### DATA SUPPLIED
[Start of section]

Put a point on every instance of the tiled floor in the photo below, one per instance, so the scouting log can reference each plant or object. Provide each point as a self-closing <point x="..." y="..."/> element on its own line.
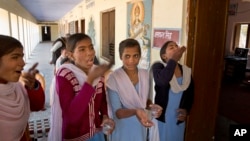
<point x="39" y="121"/>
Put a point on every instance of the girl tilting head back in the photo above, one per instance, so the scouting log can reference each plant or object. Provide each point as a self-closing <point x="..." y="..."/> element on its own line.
<point x="79" y="109"/>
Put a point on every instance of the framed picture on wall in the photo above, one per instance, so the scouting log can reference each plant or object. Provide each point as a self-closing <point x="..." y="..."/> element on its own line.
<point x="232" y="9"/>
<point x="161" y="35"/>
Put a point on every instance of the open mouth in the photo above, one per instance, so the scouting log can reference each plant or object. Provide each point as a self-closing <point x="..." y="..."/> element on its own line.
<point x="18" y="72"/>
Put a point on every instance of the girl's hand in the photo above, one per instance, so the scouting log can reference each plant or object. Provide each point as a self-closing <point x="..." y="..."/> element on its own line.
<point x="143" y="118"/>
<point x="98" y="71"/>
<point x="110" y="122"/>
<point x="156" y="110"/>
<point x="28" y="78"/>
<point x="181" y="114"/>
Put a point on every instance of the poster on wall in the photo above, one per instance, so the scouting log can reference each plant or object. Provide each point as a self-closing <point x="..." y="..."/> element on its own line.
<point x="162" y="35"/>
<point x="139" y="19"/>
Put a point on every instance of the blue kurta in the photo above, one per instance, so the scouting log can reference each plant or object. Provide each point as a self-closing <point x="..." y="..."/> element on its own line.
<point x="170" y="131"/>
<point x="126" y="129"/>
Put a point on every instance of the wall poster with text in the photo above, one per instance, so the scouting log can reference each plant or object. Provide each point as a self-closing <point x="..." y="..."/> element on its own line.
<point x="139" y="19"/>
<point x="161" y="35"/>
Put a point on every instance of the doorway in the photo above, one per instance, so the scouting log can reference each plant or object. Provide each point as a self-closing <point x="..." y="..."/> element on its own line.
<point x="46" y="33"/>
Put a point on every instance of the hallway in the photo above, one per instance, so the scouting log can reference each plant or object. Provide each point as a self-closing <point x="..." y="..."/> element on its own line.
<point x="39" y="121"/>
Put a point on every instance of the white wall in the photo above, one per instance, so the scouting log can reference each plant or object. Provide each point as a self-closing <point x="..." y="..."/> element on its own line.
<point x="242" y="16"/>
<point x="165" y="14"/>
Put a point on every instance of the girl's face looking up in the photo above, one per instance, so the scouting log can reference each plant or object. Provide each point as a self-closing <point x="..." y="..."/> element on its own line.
<point x="84" y="55"/>
<point x="130" y="58"/>
<point x="11" y="66"/>
<point x="172" y="46"/>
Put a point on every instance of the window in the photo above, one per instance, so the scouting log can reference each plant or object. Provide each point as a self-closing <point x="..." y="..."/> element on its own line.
<point x="241" y="35"/>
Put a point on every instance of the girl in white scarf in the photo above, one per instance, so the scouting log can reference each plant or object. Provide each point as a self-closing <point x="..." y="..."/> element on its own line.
<point x="128" y="92"/>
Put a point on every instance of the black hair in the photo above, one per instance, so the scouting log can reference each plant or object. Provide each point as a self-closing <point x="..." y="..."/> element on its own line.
<point x="8" y="44"/>
<point x="129" y="43"/>
<point x="74" y="39"/>
<point x="163" y="49"/>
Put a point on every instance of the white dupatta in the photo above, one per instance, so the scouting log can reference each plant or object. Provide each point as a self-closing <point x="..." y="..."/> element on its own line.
<point x="119" y="81"/>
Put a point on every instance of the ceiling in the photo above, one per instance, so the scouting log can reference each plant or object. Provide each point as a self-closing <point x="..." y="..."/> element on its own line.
<point x="48" y="10"/>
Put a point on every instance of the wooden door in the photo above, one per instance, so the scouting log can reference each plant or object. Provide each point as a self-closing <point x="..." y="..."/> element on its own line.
<point x="205" y="53"/>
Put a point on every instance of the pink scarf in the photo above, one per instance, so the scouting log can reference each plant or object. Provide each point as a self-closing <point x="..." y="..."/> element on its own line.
<point x="14" y="111"/>
<point x="55" y="133"/>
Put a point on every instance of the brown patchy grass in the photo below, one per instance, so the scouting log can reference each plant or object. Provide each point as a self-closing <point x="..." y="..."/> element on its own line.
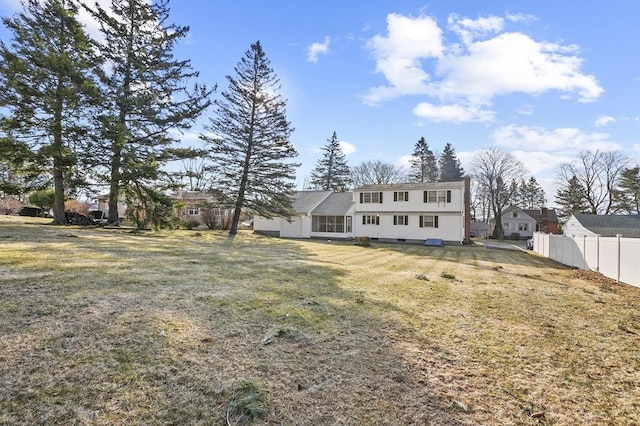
<point x="106" y="327"/>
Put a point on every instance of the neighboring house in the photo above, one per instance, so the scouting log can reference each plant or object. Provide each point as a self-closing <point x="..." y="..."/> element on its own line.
<point x="480" y="229"/>
<point x="411" y="212"/>
<point x="546" y="220"/>
<point x="316" y="214"/>
<point x="590" y="225"/>
<point x="102" y="205"/>
<point x="516" y="221"/>
<point x="191" y="205"/>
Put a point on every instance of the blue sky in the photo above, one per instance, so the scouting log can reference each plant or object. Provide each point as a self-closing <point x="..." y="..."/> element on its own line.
<point x="541" y="79"/>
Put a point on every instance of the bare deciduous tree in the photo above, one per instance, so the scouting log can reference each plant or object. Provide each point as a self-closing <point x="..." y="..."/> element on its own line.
<point x="494" y="169"/>
<point x="377" y="173"/>
<point x="598" y="173"/>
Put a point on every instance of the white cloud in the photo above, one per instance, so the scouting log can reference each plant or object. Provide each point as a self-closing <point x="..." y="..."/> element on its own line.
<point x="465" y="76"/>
<point x="604" y="120"/>
<point x="455" y="113"/>
<point x="399" y="56"/>
<point x="347" y="148"/>
<point x="513" y="63"/>
<point x="469" y="29"/>
<point x="318" y="48"/>
<point x="521" y="17"/>
<point x="561" y="139"/>
<point x="538" y="162"/>
<point x="526" y="109"/>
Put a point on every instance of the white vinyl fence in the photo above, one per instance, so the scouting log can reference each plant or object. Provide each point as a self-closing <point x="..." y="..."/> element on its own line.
<point x="614" y="257"/>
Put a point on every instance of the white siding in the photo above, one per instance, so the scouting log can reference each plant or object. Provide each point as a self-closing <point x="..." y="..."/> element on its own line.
<point x="450" y="213"/>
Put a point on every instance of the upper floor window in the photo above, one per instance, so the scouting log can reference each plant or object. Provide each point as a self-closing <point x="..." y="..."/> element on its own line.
<point x="433" y="196"/>
<point x="371" y="219"/>
<point x="401" y="196"/>
<point x="400" y="220"/>
<point x="370" y="197"/>
<point x="428" y="221"/>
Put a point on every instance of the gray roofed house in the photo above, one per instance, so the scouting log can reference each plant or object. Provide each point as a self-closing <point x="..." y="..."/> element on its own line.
<point x="317" y="214"/>
<point x="336" y="203"/>
<point x="306" y="201"/>
<point x="604" y="225"/>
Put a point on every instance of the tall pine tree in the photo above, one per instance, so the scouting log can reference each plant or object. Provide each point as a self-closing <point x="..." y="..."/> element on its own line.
<point x="147" y="96"/>
<point x="331" y="171"/>
<point x="46" y="90"/>
<point x="424" y="164"/>
<point x="572" y="198"/>
<point x="251" y="146"/>
<point x="530" y="194"/>
<point x="450" y="168"/>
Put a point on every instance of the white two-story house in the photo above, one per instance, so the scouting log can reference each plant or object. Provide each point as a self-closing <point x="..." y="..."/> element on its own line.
<point x="411" y="212"/>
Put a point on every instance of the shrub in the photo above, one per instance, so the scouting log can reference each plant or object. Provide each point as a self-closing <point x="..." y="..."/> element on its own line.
<point x="363" y="241"/>
<point x="216" y="217"/>
<point x="76" y="206"/>
<point x="192" y="223"/>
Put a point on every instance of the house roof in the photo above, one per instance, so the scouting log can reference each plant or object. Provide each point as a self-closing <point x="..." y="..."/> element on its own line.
<point x="337" y="203"/>
<point x="519" y="210"/>
<point x="479" y="226"/>
<point x="611" y="225"/>
<point x="306" y="201"/>
<point x="408" y="186"/>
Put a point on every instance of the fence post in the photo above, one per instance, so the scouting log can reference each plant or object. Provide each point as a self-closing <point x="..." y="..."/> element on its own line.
<point x="597" y="252"/>
<point x="618" y="257"/>
<point x="584" y="252"/>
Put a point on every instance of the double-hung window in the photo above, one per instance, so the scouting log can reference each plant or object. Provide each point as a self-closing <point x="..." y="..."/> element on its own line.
<point x="429" y="221"/>
<point x="400" y="220"/>
<point x="401" y="196"/>
<point x="370" y="197"/>
<point x="433" y="196"/>
<point x="371" y="219"/>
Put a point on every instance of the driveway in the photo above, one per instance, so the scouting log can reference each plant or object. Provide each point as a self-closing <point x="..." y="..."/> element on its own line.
<point x="502" y="245"/>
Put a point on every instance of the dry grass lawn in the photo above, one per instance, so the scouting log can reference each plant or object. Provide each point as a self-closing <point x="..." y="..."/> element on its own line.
<point x="108" y="327"/>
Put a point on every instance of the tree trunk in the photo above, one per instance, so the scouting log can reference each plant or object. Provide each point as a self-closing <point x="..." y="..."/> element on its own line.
<point x="114" y="188"/>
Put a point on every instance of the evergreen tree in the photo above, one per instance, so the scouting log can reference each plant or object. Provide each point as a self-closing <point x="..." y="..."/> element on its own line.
<point x="331" y="171"/>
<point x="147" y="96"/>
<point x="530" y="194"/>
<point x="251" y="145"/>
<point x="627" y="194"/>
<point x="46" y="89"/>
<point x="424" y="165"/>
<point x="450" y="168"/>
<point x="572" y="198"/>
<point x="493" y="169"/>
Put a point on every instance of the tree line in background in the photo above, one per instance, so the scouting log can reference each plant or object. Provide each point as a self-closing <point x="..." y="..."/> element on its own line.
<point x="332" y="172"/>
<point x="77" y="112"/>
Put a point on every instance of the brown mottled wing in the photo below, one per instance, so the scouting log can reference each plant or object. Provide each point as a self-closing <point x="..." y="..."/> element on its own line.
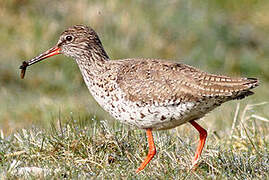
<point x="156" y="81"/>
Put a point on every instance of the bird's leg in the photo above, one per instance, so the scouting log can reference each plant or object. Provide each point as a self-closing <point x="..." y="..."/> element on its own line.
<point x="151" y="153"/>
<point x="203" y="135"/>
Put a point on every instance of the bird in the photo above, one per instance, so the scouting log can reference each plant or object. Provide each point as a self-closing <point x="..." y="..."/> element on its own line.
<point x="149" y="94"/>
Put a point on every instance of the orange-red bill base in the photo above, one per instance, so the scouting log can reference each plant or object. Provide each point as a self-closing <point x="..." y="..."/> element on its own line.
<point x="51" y="52"/>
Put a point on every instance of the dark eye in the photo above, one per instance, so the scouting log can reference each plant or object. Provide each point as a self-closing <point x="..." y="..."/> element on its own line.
<point x="69" y="38"/>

[End of section]

### TASK ITEM
Keep to the lines from the one containing "Put a point on every instance of the bird in" to the end of the entries above, and retype them exactly.

### TASK ANSWER
Put a point on every instance of the bird in the photo above, one per instance, so the scouting log can reference each plant or object. Provide each point as a self-closing <point x="..." y="..."/> element on its own line.
<point x="149" y="94"/>
Put a point on every instance of the orange-red bill base in the photo above, one per instance, so the scouting log can reference each plant or object. Provide each point as a self-closing <point x="..." y="..."/> element on its own line.
<point x="51" y="52"/>
Put a point on every instance of the dark eye in the photo above, one per instance, so the scouting log can reference each plant or object. Provide each point as a self-closing <point x="..." y="..."/> element on its own line.
<point x="69" y="38"/>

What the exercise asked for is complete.